What the exercise asks — Tally the lines in the rows below that contain the string "black", counting only matches with the same case, and reply with the number alone.

Record set —
********************
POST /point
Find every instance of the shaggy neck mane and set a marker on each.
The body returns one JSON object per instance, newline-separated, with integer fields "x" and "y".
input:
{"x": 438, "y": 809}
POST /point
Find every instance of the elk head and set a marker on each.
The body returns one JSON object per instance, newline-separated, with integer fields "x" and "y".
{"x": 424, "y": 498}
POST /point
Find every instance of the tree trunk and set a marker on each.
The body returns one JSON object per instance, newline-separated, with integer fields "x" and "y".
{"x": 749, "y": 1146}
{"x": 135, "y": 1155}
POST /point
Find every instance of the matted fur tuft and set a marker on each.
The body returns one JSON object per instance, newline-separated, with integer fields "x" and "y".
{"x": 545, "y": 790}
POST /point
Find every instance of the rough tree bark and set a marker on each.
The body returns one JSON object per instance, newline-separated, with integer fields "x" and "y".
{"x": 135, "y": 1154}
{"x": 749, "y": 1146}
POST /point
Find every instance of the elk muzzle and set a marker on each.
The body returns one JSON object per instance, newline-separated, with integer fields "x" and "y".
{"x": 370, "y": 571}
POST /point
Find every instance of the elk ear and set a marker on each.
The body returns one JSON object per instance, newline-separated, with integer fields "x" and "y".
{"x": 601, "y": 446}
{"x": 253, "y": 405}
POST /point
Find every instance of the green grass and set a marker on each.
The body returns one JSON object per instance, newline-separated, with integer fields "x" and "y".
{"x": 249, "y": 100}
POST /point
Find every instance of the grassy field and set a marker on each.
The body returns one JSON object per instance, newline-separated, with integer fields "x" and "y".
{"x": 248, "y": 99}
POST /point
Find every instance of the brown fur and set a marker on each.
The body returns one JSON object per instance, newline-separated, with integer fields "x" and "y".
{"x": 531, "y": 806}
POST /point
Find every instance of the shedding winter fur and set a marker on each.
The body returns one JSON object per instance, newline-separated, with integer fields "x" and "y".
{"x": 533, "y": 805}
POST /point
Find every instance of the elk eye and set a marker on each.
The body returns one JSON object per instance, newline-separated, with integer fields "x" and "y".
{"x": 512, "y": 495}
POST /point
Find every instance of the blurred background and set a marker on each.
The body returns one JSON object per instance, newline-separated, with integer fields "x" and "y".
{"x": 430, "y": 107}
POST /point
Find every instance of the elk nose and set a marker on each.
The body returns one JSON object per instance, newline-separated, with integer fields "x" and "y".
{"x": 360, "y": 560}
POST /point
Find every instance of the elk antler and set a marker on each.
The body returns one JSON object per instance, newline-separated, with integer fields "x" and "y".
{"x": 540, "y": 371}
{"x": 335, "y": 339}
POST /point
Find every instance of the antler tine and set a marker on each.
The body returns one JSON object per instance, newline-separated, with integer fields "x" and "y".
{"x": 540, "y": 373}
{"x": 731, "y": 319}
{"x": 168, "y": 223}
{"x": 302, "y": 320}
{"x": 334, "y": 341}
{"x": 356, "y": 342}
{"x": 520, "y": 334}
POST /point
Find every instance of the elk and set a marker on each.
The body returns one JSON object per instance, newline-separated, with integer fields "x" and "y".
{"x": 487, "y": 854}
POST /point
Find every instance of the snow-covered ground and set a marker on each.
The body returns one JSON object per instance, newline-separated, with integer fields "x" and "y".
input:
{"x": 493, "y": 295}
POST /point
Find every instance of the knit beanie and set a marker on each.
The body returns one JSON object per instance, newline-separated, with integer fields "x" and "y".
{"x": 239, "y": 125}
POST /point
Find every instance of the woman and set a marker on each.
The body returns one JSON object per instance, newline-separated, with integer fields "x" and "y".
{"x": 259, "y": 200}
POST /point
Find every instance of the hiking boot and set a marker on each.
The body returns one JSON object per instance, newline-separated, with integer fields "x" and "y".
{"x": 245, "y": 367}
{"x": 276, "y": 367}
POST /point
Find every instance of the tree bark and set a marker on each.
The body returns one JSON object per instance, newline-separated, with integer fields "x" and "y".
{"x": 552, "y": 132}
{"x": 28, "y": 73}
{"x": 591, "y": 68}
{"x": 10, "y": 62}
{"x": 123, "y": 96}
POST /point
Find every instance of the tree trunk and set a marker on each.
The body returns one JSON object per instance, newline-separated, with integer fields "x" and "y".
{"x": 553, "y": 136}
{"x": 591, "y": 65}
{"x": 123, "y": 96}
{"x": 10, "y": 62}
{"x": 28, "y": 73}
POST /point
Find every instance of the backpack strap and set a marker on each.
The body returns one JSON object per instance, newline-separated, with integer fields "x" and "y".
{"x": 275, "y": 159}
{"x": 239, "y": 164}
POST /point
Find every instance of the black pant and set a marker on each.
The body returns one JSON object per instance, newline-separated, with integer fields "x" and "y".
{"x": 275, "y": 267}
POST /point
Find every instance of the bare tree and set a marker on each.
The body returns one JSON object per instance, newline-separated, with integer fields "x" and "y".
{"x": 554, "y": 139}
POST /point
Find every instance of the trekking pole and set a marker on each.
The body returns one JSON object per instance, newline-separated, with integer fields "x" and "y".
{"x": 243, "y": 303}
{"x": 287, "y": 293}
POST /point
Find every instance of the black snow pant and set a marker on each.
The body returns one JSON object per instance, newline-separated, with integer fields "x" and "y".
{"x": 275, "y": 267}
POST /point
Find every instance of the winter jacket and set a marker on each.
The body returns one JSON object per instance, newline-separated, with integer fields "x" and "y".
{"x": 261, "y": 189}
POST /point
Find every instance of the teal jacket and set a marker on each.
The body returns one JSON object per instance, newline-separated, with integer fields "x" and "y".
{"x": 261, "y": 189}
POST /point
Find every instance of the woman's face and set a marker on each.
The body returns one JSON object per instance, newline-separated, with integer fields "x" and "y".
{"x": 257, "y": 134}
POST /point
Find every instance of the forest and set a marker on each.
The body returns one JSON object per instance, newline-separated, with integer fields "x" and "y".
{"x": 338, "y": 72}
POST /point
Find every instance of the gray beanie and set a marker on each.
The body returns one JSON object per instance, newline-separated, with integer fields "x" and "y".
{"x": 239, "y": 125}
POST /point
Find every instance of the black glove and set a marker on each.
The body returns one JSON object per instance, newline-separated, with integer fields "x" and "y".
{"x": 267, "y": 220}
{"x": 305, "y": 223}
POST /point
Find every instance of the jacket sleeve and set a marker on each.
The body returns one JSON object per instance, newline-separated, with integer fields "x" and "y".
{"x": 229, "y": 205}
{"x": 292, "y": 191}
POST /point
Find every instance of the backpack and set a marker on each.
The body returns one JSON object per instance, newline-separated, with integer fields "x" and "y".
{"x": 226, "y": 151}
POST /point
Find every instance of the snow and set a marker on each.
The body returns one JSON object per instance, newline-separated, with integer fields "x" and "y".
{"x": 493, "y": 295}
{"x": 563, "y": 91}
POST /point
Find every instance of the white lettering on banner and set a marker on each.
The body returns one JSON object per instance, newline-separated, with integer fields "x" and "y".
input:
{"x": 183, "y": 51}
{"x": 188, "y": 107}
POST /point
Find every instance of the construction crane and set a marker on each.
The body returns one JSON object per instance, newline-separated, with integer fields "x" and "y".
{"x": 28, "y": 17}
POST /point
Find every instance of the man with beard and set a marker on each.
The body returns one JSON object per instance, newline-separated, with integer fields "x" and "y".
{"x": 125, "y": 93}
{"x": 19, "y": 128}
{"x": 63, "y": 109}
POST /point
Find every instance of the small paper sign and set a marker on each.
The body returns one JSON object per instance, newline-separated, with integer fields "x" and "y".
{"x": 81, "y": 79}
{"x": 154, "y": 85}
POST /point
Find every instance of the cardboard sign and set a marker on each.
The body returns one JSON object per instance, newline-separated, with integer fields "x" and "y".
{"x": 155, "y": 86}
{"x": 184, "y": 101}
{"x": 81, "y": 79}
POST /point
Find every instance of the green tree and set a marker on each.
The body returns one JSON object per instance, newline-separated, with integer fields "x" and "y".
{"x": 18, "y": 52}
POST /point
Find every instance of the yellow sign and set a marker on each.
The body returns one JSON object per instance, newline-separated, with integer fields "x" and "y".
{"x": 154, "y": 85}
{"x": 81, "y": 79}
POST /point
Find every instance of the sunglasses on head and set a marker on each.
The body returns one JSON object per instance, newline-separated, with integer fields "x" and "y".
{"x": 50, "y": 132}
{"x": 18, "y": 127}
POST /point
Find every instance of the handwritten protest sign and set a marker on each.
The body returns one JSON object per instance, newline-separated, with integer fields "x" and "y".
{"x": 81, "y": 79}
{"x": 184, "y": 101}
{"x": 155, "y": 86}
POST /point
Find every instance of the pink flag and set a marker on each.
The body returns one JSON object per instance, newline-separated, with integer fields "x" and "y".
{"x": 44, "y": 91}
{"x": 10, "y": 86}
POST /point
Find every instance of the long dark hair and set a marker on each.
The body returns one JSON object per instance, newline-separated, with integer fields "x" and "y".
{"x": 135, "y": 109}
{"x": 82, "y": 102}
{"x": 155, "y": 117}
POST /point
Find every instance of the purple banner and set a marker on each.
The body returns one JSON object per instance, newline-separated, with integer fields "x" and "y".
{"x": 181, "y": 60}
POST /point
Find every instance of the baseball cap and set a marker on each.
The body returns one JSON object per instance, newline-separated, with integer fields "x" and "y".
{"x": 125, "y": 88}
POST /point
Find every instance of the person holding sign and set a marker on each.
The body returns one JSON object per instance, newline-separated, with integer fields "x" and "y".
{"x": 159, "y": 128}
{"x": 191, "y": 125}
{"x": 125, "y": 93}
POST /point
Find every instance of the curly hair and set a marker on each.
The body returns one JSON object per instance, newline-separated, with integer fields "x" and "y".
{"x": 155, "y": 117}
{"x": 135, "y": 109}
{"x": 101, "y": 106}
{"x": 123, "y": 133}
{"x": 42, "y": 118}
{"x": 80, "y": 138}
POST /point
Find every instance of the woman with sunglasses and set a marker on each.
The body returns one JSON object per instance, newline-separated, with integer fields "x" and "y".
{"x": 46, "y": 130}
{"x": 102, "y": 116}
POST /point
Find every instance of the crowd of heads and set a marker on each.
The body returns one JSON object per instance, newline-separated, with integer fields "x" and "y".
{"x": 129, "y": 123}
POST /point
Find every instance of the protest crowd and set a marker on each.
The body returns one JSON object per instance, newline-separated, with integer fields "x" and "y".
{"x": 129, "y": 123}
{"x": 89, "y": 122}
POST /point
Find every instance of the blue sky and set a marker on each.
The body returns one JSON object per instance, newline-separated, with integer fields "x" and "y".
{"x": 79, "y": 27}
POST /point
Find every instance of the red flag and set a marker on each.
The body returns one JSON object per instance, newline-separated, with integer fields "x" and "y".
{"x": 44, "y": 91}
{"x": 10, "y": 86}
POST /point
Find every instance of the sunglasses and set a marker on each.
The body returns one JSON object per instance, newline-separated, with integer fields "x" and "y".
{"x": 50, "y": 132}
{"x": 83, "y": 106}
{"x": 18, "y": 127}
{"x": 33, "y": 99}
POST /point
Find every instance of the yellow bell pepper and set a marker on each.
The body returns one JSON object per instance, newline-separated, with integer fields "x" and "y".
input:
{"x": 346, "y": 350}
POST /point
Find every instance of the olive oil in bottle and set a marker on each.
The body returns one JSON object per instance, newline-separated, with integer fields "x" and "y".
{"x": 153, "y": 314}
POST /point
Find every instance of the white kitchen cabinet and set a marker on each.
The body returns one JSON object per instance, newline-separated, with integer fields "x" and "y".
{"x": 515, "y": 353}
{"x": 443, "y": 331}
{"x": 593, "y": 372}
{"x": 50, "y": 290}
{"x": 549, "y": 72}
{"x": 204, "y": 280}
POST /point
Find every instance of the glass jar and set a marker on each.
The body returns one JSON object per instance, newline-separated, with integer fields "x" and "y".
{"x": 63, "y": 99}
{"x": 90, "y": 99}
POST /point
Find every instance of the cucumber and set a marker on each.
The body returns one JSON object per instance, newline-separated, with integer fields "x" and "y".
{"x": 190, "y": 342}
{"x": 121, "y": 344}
********************
Exercise output — 3